Data provided -
⟨

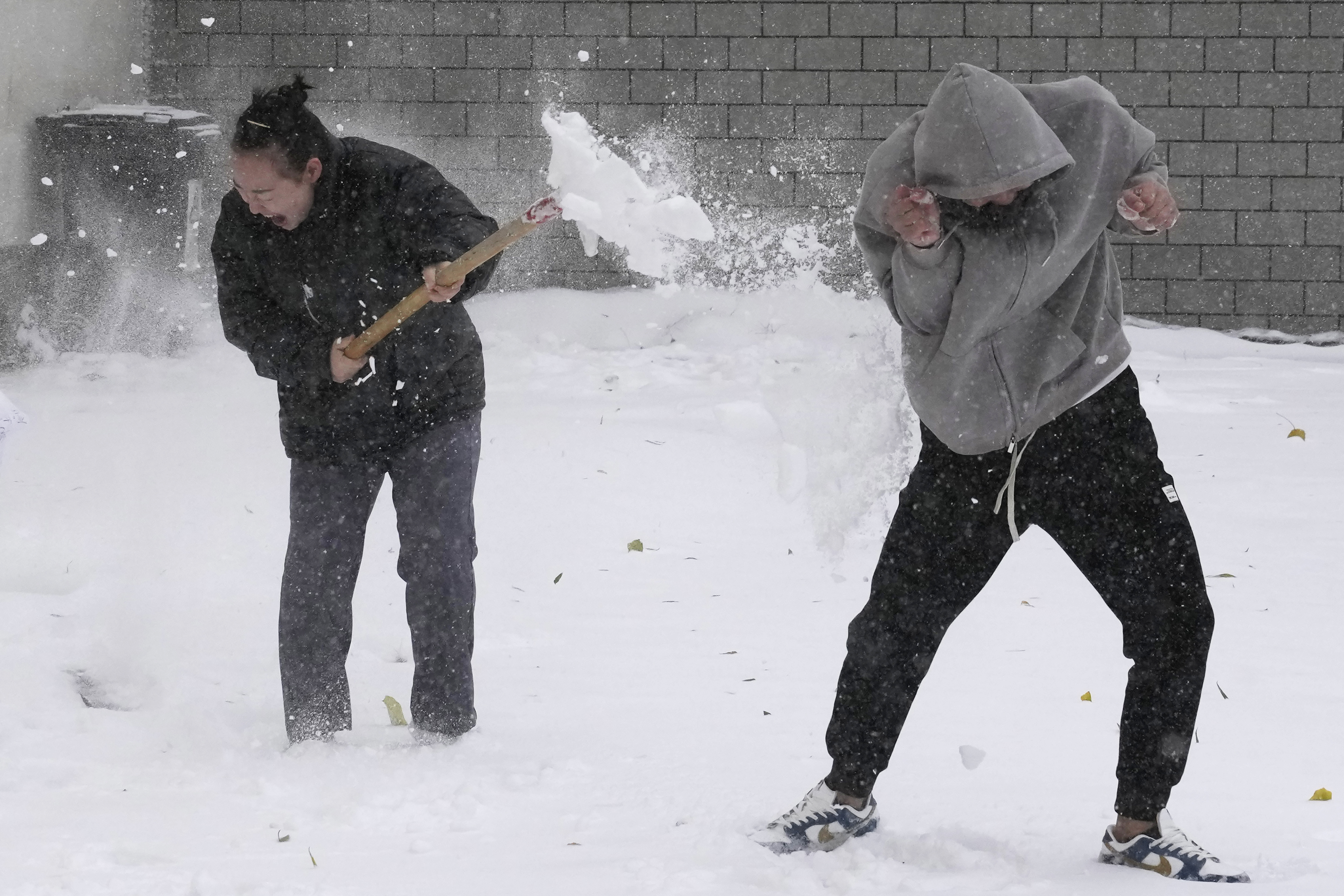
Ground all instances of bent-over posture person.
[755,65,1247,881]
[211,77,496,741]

⟩
⟨

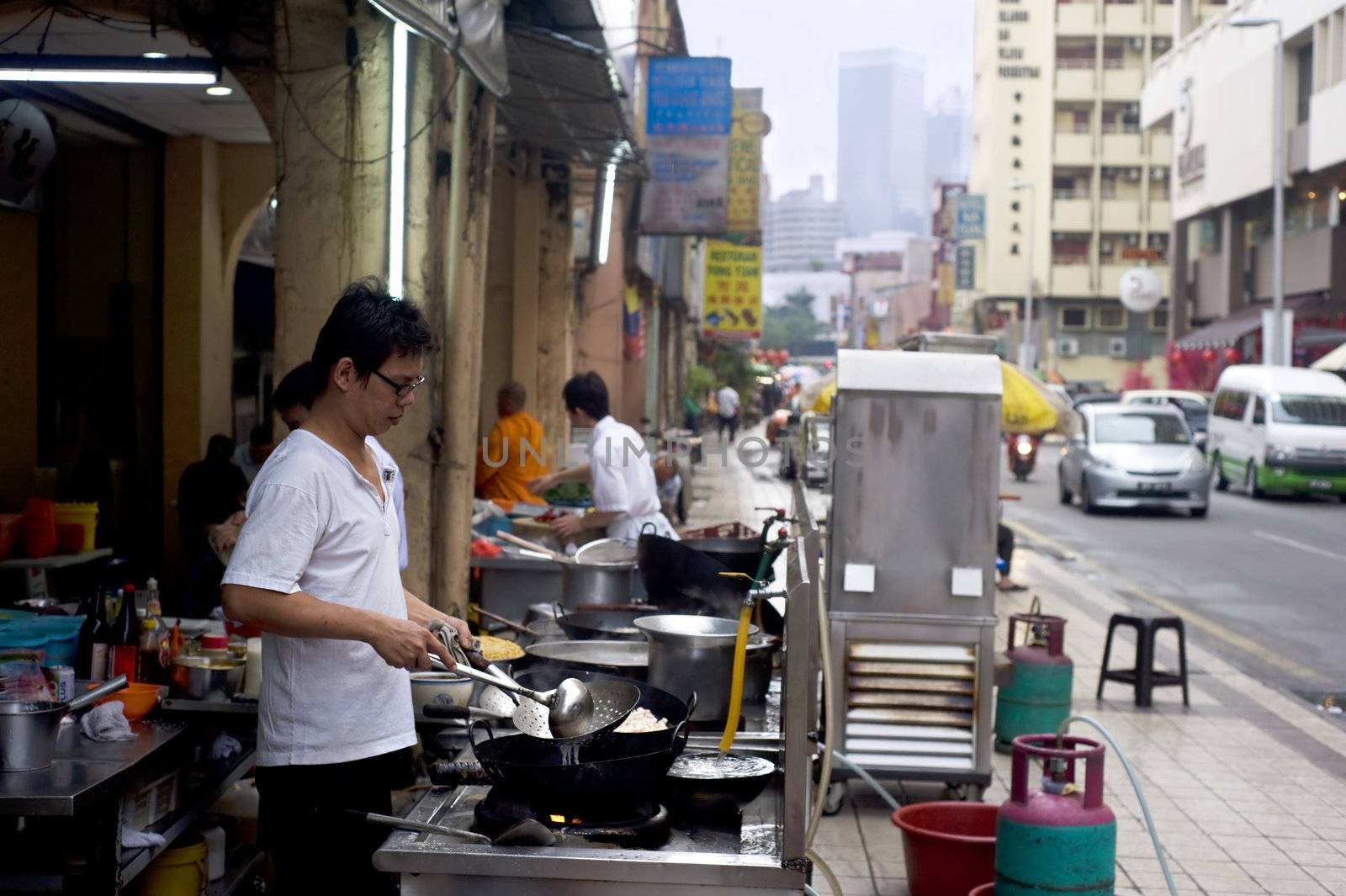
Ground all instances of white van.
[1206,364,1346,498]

⟩
⟨

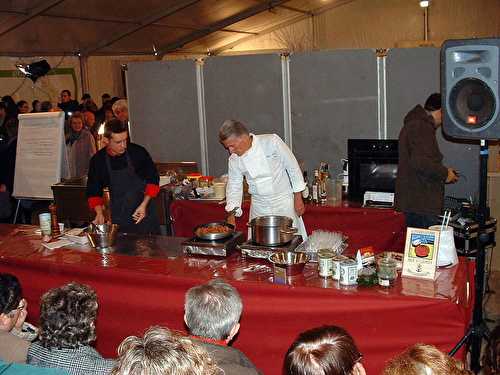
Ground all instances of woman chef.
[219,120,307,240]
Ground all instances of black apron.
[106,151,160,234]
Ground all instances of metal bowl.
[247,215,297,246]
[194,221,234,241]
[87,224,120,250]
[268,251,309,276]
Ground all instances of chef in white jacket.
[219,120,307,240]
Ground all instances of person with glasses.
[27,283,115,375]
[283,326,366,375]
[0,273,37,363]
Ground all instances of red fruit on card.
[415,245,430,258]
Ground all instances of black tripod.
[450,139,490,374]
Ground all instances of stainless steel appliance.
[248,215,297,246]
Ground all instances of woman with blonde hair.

⟩

Objective - Shift every bounding-box coordinate by 114 and write out the data again, starting at the line containing "Ground all instances of bent-over" and ending at the line containing "[211,77,496,741]". Include both of those lines and every line between them, with the text lines kept unchanged.

Exercise answer -
Ground all instances of bent-over posture person.
[869,179,1361,995]
[325,191,610,855]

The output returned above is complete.